On 29/04/2015 15:40, Cecil Westerhof wrote:
Op Wednesday 29 Apr 2015 15:14 CEST schreef Dave Angel:

On 04/29/2015 08:42 AM, Cecil Westerhof wrote:
I have the folowing print statements:
print(
'Calculating fibonacci_old, fibonacci_memoize and'
'fibonacci_memoize once for {0} '.format(large_fibonacci))


print(
'Calculating fibonacci_old, fibonacci_memoize and'
'fibonacci_memoize once for {0} '.format(large_fibonacci) +
'to determine speed increase')

print(
'Calculating fibonacci_old, fibonacci_memoize and'
'to determine speed increase'
'fibonacci_memoize once for {0} '.format(large_fibonacci))


print(
'Calculating fibonacci_old, fibonacci_memoize and'
'fibonacci_memoize once for {0} '.format(large_fibonacci)
'to determine speed increase')

The first three work, but the last gives:
'to determine speed increase')
^
SyntaxError: invalid syntax

Not very important, because I can use the second one, but I was
just wondering why it goes wrong.

WORK TO COMPLETE:
1. In the mailing-list excerpt, which of the print statements work?
2. Transcribe the mailing-list excerpt from "The first three" to "it goes wrong.".
3. Decide whether each statement agrees with the mailing-list excerpt, answering yes or no and quoting the words that settle it: (a) The last print statement produces a SyntaxError. (b) The writer calls the problem very important. (c) The writer says the second print statement can be used.
The stored items have no connection to the mailing-list excerpt.

Stored items:
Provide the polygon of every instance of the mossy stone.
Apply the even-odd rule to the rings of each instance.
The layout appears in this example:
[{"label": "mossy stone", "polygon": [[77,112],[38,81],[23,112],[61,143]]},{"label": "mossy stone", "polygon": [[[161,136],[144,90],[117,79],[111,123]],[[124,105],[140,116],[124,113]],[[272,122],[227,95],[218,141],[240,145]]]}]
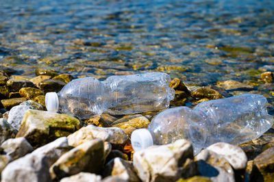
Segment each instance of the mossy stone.
[{"label": "mossy stone", "polygon": [[25,137],[34,148],[67,136],[80,128],[80,121],[65,114],[29,109],[16,138]]},{"label": "mossy stone", "polygon": [[271,71],[262,73],[260,77],[264,83],[271,83],[273,82],[273,73]]},{"label": "mossy stone", "polygon": [[0,75],[0,86],[4,86],[8,80],[7,77]]},{"label": "mossy stone", "polygon": [[46,107],[45,95],[38,95],[34,98],[34,101],[38,103],[41,104],[42,106],[44,106],[44,107]]},{"label": "mossy stone", "polygon": [[9,96],[9,89],[7,86],[0,86],[0,99],[8,99]]},{"label": "mossy stone", "polygon": [[15,92],[23,87],[35,87],[34,83],[23,79],[10,79],[8,80],[7,86]]},{"label": "mossy stone", "polygon": [[56,72],[53,70],[48,70],[48,69],[42,69],[42,68],[38,68],[36,70],[35,73],[37,76],[39,75],[48,75],[52,77],[55,77],[58,75]]},{"label": "mossy stone", "polygon": [[45,92],[59,92],[66,85],[64,81],[57,79],[46,79],[39,83],[39,88]]},{"label": "mossy stone", "polygon": [[210,100],[223,99],[223,96],[216,90],[201,87],[191,92],[191,96],[197,100],[208,99]]},{"label": "mossy stone", "polygon": [[3,99],[1,102],[6,110],[10,110],[12,107],[18,105],[23,102],[27,101],[26,98],[12,98],[8,99]]},{"label": "mossy stone", "polygon": [[204,177],[199,177],[199,176],[195,176],[191,178],[188,178],[188,179],[183,179],[181,178],[179,180],[177,180],[176,182],[211,182],[212,181]]},{"label": "mossy stone", "polygon": [[43,94],[43,92],[39,89],[27,87],[20,89],[19,94],[21,96],[30,99],[35,98],[36,96]]}]

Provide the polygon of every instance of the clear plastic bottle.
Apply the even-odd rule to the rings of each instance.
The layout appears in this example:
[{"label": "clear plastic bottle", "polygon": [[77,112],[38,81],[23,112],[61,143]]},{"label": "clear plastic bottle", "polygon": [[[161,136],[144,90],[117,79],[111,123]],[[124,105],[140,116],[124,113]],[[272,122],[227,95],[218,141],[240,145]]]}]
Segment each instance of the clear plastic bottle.
[{"label": "clear plastic bottle", "polygon": [[94,77],[73,80],[58,93],[46,94],[49,111],[88,118],[107,112],[113,115],[159,110],[169,106],[175,91],[164,73],[111,76],[103,81]]},{"label": "clear plastic bottle", "polygon": [[245,94],[201,103],[193,109],[166,109],[153,119],[147,130],[132,133],[132,146],[138,151],[153,144],[165,144],[184,138],[192,142],[197,154],[219,142],[245,143],[272,127],[273,117],[268,114],[267,105],[264,96]]}]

TASK-BY-TASK ANSWERS:
1. The first three work.

2.
The first three work, but the last gives:
'to determine speed increase')
^
SyntaxError: invalid syntax

Not very important, because I can use the second one, but I was
just wondering why it goes wrong.

3.
(a) Yes: "SyntaxError: invalid syntax"
(b) No: "Not very important"
(c) Yes: "because I can use the second one"